Exercise brief
Rewrite every row below, putting "single marker" in place of "single pin" wherever it appears and leaving everything else unchanged. Omit the pictures from your answer.

Data for processing
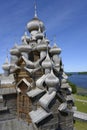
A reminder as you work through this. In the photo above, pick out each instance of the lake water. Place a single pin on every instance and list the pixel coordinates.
(79, 79)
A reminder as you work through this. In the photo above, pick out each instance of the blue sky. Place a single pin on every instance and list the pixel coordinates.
(65, 19)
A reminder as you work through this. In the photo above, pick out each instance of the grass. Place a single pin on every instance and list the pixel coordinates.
(79, 125)
(81, 106)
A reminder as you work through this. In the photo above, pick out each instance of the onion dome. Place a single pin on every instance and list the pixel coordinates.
(39, 34)
(43, 45)
(47, 63)
(6, 66)
(55, 50)
(34, 24)
(14, 50)
(25, 36)
(51, 80)
(25, 47)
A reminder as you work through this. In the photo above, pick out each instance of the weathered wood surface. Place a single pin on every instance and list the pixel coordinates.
(15, 124)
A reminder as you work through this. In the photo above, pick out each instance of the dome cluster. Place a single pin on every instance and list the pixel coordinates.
(46, 84)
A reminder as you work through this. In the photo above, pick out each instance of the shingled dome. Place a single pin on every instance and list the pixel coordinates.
(34, 24)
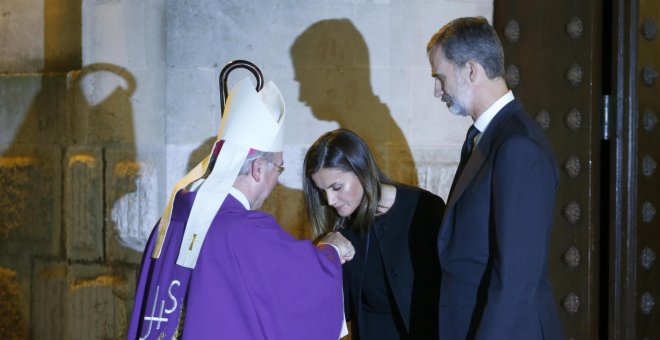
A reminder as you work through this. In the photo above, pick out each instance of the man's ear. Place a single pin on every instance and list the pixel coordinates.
(257, 169)
(473, 68)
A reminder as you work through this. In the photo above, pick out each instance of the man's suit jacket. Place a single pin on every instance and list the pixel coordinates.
(406, 238)
(495, 234)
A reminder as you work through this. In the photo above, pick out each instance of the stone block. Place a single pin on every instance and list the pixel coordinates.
(46, 119)
(30, 207)
(98, 302)
(131, 204)
(49, 287)
(22, 27)
(83, 203)
(101, 99)
(34, 109)
(13, 324)
(81, 301)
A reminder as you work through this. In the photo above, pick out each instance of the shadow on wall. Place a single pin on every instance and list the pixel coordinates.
(72, 160)
(331, 63)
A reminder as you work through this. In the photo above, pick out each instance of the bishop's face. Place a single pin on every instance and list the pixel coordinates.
(451, 83)
(343, 190)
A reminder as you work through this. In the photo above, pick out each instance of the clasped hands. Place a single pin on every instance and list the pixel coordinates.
(341, 244)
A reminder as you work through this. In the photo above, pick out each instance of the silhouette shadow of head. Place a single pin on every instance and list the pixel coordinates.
(331, 64)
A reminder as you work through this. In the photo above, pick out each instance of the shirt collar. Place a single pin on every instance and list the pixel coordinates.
(239, 196)
(485, 118)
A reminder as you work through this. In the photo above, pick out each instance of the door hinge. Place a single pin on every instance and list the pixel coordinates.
(605, 118)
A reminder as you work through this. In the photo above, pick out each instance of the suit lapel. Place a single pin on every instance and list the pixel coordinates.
(475, 162)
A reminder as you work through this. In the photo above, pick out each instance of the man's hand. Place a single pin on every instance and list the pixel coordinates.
(343, 246)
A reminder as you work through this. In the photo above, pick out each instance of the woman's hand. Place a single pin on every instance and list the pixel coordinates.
(343, 246)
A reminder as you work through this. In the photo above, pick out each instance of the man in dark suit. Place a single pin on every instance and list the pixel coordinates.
(494, 239)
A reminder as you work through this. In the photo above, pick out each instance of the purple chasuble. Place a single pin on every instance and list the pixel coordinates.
(253, 280)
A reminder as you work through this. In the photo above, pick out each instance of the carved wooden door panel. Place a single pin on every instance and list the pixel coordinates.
(586, 70)
(635, 191)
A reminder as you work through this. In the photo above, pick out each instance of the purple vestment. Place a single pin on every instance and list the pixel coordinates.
(252, 280)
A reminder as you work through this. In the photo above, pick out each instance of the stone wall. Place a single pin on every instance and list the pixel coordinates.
(105, 104)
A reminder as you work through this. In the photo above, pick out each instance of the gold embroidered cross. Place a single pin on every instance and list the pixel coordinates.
(192, 242)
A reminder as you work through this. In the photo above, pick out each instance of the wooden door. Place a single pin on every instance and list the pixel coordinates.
(586, 70)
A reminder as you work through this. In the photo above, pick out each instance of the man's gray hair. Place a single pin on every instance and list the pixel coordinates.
(471, 38)
(247, 164)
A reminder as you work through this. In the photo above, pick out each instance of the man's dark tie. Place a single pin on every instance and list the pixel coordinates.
(465, 153)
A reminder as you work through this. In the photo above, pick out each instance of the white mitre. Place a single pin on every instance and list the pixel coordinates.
(251, 121)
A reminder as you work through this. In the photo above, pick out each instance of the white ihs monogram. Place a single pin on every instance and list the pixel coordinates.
(163, 312)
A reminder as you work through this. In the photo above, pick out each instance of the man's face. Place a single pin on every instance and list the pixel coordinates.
(270, 172)
(451, 83)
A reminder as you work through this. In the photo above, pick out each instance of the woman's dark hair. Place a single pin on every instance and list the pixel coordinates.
(343, 150)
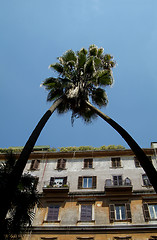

Solution
A reminder as you work through this. In the photo above, pick out each instance of the lake water. Place a single marker on every instance and list the pixel coordinates.
(79, 79)
A reminder as you work through this. In the photo above, pick out each instance of the blue sky. Place a single marker on every instance and list the pixel coordinates.
(65, 19)
A reminder as you work through this. In the photo above, pick out each instance of the grass. Place a single marker on every instance and list the pixel coordinates.
(79, 125)
(81, 106)
A reminder as you work through this. In the photo above, pick out each instance of the onion dome. Place a single marker on every instance and list the pixel coordinates.
(39, 34)
(43, 45)
(47, 63)
(6, 66)
(55, 50)
(34, 24)
(14, 50)
(25, 36)
(51, 80)
(25, 47)
A reminder as you work through this. In the photo above, pick out each instance of the weathered wood surface. Place a single marker on every instance and list the pixel coordinates.
(15, 124)
A reminder as you work through this. In the photo above, pick out each instance of the dome cluster. Place a single marker on every instance and list the pixel coordinates.
(46, 84)
A reminder as you work through this. In the photo above, pick out each instance of the shingled dome. Place a single marker on every instance and list the pixel coordinates.
(34, 24)
A reminder as you work through this. In the photo above, pick out each instance of the man's ear. Place a single marker on every instance and list the pixel coordinates.
(257, 169)
(473, 68)
A reminder as you work through this. In the photo above, pick out each instance of the man's suit jacket. Place a single marker on every instance and list the pixel coordinates.
(406, 238)
(495, 234)
A reminder as you work through this. In the photo above, pick out each instance of the stone block. Place a single marker on every instance and list the pixel coordinates.
(46, 119)
(30, 207)
(98, 302)
(131, 204)
(49, 287)
(22, 27)
(83, 203)
(101, 99)
(34, 109)
(13, 324)
(81, 301)
A reminder as you work through this. In the photo above, pick out each instance of the shadow on wall. Place a single marker on every instance and list the pixel coordinates.
(72, 160)
(331, 63)
A reminder as you work through this. In the photo above, pick out each instance of the bishop's face. Place a single marker on every instance and list the pixel coordinates.
(451, 83)
(343, 190)
A reminder as you work through this. In the photo above, pick out each instance of the clasped hands. Place a single marker on every instance and list the pixel coordinates.
(341, 244)
A reminder as you work through this. In the photo above, pick out each instance of the silhouette shadow of head. Place a single marker on every instance and list the pixel coordinates.
(331, 64)
A reminder as you work through this. In the photo above, pick out each instance of the shirt collar. Place a single marker on every instance and list the pixel coordinates.
(239, 196)
(485, 118)
A reminder as you work through this. In the photo above, pick out each instance of the door hinge. Place a single marker on every instance and list the pixel coordinates.
(605, 118)
A reminder as you work through this. In the photo above, pick out each instance of the suit lapel. Place a single marker on every instance and list the pixel coordinates.
(475, 162)
A reminder as you work through this. In the photo above, pick out each instance of the man's hand. Place a single marker on every instance and list the pixel coordinates.
(343, 246)
A reminder as you work through this. In the photo above, pick out each instance of the woman's hand. Place a single marker on every instance and list the pixel coordinates.
(343, 246)
A reminder as you work through this. In the photo above, pick out each instance of the man in dark suit. Place a single marker on every instance and list the pixel coordinates.
(494, 239)
A reminder as you work through this. In the photo above, pick out each instance of the purple chasuble. Place a single marker on every instance and list the pixel coordinates.
(253, 280)
A reminder as you work through this. In the photo above, pick out each instance of the carved wooden door panel. Place a single marker on every instance and list the pixel coordinates.
(586, 70)
(635, 191)
A reminder as you work through this. In the photo above, pick out each instance of the purple vestment. Place a single marker on every instance and list the pixel coordinates.
(252, 280)
A reminder as you work through this. In the photo above, pick out each instance of the stone wall. Place a single marker on every instance and list the pixel coordinates.
(105, 104)
A reminder as you work through this. In the photo above, pick out each instance of the gold embroidered cross. Place a single marker on every instance and list the pixel coordinates.
(192, 242)
A reminder as you work through this. In the photo above, pick out each instance of the wooden door. Place a single marker on every instance and list the pixel coordinates.
(586, 70)
A reminder as you work through this. In the photo above, pick out each instance of the man's gray hair. Place a single marker on every instance and list the pixel coordinates.
(471, 38)
(247, 164)
A reminder as you work through this. In the photo above, pick out each instance of the man's dark tie. Place a single marker on every instance and list the pixel coordinates.
(465, 153)
A reminder as you work through this. In the photo above, pick out each instance of the white mitre. Place a single marker on every instance and list the pixel coordinates.
(251, 121)
A reminder as you work through this. In the photo above, pick out each instance of the white ihs monogram. Place a single marker on every instance and list the pixel coordinates.
(163, 312)
A reminder as you work through this. In the photo above, pick out each instance of the man's face. Place a single marker on every instance and list the pixel coordinates.
(270, 172)
(451, 83)
A reminder as you work through this. In the photo above, pick out each instance of the woman's dark hair. Place a single marker on every instance and list the pixel coordinates.
(343, 150)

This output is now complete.